> _Provided records_:
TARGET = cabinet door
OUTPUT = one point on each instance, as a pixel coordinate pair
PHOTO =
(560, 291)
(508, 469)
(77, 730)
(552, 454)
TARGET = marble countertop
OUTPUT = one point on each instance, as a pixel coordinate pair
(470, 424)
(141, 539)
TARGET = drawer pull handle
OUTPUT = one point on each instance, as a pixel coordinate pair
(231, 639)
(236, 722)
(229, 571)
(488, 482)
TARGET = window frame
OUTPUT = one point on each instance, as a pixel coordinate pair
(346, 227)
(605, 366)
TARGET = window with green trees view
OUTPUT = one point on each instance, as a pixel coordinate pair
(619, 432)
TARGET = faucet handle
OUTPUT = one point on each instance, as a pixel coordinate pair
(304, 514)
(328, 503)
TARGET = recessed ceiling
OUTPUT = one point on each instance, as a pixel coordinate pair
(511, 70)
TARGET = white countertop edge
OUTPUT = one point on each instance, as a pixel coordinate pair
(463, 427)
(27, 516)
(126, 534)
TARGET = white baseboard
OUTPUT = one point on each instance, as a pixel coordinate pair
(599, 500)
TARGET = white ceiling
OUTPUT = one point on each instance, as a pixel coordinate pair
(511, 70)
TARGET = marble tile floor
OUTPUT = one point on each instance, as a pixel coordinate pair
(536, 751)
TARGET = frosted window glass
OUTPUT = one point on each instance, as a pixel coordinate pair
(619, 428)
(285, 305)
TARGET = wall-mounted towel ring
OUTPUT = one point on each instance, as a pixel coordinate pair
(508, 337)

> _Stated task_:
Copy all of the data above word for word, keeping every line in its original order.

> _Exercise answer_:
TARGET = cabinet door
OUTPUT = one point on each instance, as a pixel coordinate pair
PHOTO =
(560, 291)
(508, 469)
(77, 730)
(552, 454)
TARGET = marble countertop
OUTPUT = one point on each instance, as a pixel coordinate pair
(470, 424)
(141, 539)
TARGET = drawer pull handle
OUTPUT = one point on each instance, as a pixel coordinate pair
(231, 639)
(236, 722)
(229, 571)
(488, 482)
TARGET = window frame
OUTPUT = one point on each instance, as a pixel coordinate pair
(346, 227)
(605, 366)
TARGET = window with green trees view
OUTPUT = one point on each instance, as a pixel coordinate pair
(619, 432)
TARGET = faucet handle
OUTPUT = one point on each instance, as a pixel coordinate pair
(304, 514)
(328, 503)
TARGET = recessed ceiling
OUTPUT = one point on each instance, as a pixel coordinate pair
(511, 70)
TARGET = white countertop edge
OUTPUT = one point on each instance, as a pixel coordinate pair
(463, 427)
(27, 516)
(126, 534)
TARGET = white baseboard
OUTPUT = one point on each instance, as a pixel coordinate pair
(599, 500)
TARGET = white ceiling
OUTPUT = one point on each instance, as a pixel coordinate pair
(511, 70)
TARGET = marble tile floor
OUTPUT = one point on each instance, as a pixel coordinate pair
(536, 751)
TARGET = frosted window glass
OUTPUT = one point on each instance, as a pixel coordinate pair
(619, 428)
(285, 305)
TARGET = wall-mounted towel ring
OUTPUT = one point on each instance, as a pixel coordinate pair
(508, 337)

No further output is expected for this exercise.